** begin Selection **
Financial Analysis of I.T Ltd.

Topics: Generally Accepted Accounting Principles, Financial ratios, Asset Pages: 15 (4152 words) Published: November 25, 2012
Company background
I.T Limited (0999.HK) is an investment holding company based in Hong Kong. It was listed on the main board of The Hong Kong Stock Exchange on 4-March-2005. The company offers a wide range of apparel products. It sells its products as well as offers a variety of national and international brands through its network of retail stores. As of February 28, 2011, it operated 392 stores in Hong Kong and Mainland China.

To undertake a comprehensive analysis on the financial performance of I.T. Limited. Detailed financial ratio analysis will be performed. An estimation of the firm’s cost of equity capital and weighted average cost of capital will also be provided.

Horizon of analysis
We will focus on its performance in the latest 5 fiscal years.

A) Detail financial analysis
The financial analysis will be conducted in two ways. First, the major accounts on financial statements will be inspected in order to derive a general picture on the healthiness of the business. Second, PERL (Performance, Efficiency, Risk, Liquidity) framework will be used to further analyze the financial performance of the company.

I. Going through the financial statements
We can get a glimpse of the healthiness of the business by looking into the trend of accounting items in income statement, balance sheet and cash flow statement respectively.

Consolidated income statement
(Referring to appendix A - table 1 and 2)
2008/09 was a special year, financial tsunami happened. Therefore there was a huge profitability impact in that year, resulting in a large decrease in operating profit. And since the market recovered in 2009/2010, the profitability suddenly increased a lot in that fiscal year. Other than these two special years, the overall growth trend in sales turnover, costs, and profit is healthy.

(Referring to appendix A - table 3)
Standardizing the income statement can extract extra information. All the accounts are expressed as a percentage of turnover. The company has done a good job in cost controlling, since the cost of sales as a percentage of turnover is in a decreasing trend, hence the gross profit margin is in an increasing trend. On the other hand operating expenses fluctuates at about 50-51% of turnover, but since cost of sales has a greater decrease, the net effect is operating profit is in an increasing trend.

Consolidated balance sheet
(Referring to appendix A - table 4)
** end Selection **
Given problem 1: List every line of the records below that contains the word "tree".
** begin Listed entries **
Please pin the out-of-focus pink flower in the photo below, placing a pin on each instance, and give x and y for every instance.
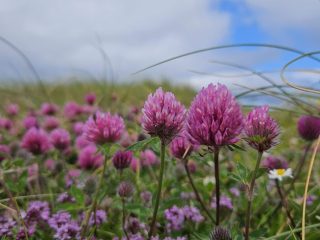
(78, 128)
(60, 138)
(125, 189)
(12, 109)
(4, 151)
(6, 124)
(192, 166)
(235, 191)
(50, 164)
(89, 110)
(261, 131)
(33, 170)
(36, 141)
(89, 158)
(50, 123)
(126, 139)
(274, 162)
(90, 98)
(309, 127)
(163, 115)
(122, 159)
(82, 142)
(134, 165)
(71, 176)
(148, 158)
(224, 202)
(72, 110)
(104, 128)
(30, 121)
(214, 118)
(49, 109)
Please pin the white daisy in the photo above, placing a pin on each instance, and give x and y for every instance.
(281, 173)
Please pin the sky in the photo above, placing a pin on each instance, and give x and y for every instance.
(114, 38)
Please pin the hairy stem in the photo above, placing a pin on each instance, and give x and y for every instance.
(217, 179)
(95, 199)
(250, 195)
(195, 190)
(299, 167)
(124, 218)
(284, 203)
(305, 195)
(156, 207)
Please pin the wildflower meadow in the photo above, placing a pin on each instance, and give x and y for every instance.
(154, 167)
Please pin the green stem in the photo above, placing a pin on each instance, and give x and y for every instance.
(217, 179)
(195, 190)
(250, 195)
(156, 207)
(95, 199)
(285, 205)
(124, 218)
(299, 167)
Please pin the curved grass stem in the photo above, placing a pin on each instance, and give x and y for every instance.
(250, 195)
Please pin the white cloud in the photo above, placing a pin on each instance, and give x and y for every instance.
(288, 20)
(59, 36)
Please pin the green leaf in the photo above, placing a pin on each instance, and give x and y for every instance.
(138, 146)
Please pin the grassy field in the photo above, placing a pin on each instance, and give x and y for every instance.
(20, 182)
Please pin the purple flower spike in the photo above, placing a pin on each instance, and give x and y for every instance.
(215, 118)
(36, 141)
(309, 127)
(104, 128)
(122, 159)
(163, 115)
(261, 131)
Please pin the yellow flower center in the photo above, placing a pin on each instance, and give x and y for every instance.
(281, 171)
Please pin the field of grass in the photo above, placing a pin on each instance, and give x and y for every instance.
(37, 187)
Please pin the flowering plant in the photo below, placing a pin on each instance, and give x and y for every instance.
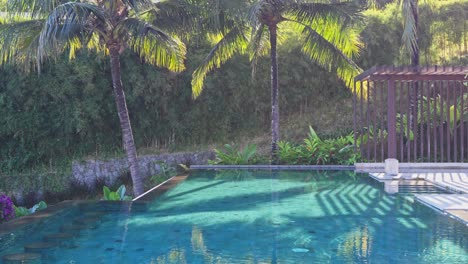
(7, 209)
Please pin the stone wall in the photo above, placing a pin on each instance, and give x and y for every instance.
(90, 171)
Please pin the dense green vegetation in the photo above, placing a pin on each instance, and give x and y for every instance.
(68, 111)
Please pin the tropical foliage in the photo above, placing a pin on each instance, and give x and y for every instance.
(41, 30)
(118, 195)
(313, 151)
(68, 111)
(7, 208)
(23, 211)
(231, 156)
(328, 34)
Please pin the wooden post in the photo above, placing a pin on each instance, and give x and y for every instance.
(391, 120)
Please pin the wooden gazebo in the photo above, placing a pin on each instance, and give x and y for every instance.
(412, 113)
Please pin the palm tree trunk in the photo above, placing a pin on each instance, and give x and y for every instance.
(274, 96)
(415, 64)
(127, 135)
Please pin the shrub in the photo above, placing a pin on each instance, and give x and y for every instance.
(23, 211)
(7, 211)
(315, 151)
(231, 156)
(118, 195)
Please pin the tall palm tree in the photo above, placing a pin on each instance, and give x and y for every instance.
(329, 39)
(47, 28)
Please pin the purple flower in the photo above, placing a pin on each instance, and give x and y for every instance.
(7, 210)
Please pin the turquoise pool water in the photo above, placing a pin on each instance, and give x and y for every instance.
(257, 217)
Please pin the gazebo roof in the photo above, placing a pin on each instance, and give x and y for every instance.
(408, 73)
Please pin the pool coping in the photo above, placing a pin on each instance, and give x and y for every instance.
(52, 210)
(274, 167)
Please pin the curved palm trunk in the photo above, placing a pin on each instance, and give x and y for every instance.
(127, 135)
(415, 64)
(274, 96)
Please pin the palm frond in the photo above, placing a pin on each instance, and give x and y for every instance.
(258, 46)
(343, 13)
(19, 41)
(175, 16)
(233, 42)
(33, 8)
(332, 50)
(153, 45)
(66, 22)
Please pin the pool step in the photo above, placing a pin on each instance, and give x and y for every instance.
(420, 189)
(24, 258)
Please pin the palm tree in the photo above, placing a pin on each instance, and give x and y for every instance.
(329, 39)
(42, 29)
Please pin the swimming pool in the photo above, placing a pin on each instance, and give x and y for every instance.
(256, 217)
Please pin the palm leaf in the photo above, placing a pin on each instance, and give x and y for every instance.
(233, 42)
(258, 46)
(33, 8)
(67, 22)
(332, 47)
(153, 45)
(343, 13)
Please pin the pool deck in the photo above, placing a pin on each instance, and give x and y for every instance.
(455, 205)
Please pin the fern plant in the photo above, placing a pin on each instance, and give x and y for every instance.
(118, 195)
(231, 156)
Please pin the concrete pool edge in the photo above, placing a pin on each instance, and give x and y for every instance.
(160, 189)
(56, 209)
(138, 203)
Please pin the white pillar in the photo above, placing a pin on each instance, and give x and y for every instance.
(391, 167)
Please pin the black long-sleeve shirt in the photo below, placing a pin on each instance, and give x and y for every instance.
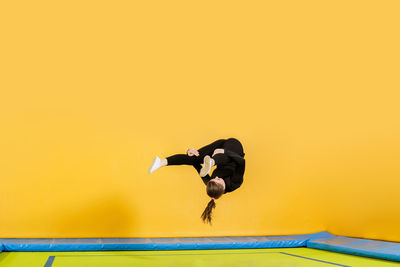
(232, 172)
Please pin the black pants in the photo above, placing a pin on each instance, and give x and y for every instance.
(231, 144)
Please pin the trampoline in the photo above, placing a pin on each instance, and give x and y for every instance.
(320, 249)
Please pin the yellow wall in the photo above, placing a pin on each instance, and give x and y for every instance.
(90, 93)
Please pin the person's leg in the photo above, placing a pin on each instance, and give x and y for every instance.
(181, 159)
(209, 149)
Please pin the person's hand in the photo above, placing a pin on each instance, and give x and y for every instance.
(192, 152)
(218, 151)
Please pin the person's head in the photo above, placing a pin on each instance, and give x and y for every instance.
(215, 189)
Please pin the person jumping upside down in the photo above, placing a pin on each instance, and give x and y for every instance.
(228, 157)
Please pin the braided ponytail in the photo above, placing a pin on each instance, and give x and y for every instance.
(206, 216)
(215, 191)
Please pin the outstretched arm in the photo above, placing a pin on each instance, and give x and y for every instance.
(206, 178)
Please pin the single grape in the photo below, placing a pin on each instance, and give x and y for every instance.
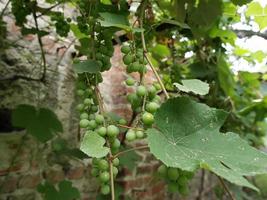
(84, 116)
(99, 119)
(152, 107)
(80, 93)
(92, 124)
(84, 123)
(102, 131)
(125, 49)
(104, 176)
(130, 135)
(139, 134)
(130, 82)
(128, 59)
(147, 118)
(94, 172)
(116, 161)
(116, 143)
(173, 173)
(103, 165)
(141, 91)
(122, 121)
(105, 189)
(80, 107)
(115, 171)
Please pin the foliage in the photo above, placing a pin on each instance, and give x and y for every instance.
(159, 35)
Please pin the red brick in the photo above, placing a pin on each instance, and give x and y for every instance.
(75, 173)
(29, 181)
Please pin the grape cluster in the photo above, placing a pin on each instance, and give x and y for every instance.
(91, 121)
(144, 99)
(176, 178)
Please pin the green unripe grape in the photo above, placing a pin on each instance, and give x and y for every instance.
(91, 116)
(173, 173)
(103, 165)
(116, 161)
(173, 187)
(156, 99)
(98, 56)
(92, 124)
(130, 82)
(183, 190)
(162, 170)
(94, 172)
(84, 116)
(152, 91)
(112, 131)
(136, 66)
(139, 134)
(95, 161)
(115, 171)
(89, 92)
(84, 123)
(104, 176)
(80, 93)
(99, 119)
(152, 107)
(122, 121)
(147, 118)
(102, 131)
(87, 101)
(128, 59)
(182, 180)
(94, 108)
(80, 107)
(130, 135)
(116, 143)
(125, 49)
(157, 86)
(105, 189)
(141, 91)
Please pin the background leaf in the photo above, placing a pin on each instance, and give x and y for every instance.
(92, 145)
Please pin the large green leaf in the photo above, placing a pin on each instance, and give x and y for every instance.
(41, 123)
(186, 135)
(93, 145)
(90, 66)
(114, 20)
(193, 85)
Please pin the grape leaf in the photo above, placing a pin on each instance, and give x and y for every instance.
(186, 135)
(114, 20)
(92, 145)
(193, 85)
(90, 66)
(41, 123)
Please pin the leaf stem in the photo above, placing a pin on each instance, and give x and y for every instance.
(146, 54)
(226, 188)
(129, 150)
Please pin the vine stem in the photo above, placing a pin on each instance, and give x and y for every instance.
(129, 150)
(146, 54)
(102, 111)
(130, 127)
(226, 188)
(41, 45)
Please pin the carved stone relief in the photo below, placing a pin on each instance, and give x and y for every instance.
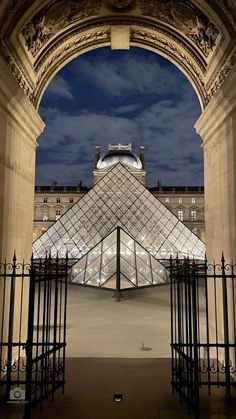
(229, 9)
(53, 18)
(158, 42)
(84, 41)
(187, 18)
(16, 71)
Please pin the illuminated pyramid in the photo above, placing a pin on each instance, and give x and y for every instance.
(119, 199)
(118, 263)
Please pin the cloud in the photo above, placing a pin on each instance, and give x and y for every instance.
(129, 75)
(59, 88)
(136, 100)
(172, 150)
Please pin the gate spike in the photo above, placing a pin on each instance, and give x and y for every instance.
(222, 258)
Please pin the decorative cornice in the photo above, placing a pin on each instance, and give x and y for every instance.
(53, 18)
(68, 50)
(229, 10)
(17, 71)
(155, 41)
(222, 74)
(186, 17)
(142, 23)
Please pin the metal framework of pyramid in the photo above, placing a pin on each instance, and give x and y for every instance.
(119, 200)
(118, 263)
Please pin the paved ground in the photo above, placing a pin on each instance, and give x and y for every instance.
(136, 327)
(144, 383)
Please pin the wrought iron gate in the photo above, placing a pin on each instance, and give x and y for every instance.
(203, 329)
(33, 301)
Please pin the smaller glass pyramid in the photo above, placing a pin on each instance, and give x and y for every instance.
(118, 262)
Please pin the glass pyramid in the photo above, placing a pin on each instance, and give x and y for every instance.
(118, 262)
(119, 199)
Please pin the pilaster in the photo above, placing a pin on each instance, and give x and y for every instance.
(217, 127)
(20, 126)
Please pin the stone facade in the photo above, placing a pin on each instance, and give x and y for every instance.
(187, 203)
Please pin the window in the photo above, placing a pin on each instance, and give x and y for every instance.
** end Listed entries **
Given problem 2: According to the financial analysis of I.T Ltd., how many stores did the company operate as of February 28, 2011?

Complete response 1:
Please pin the palm tree trunk in the photo above, placing a pin on each instance, and give x and y for every instance.
Please pin the tall palm tree in the photo above, placing a pin on each instance, and give x and y for every instance.
Please pin the palm tree in the photo above, placing a pin on each instance, and give x and y for every instance.

Complete response 2: 392 stores in Hong Kong and Mainland China.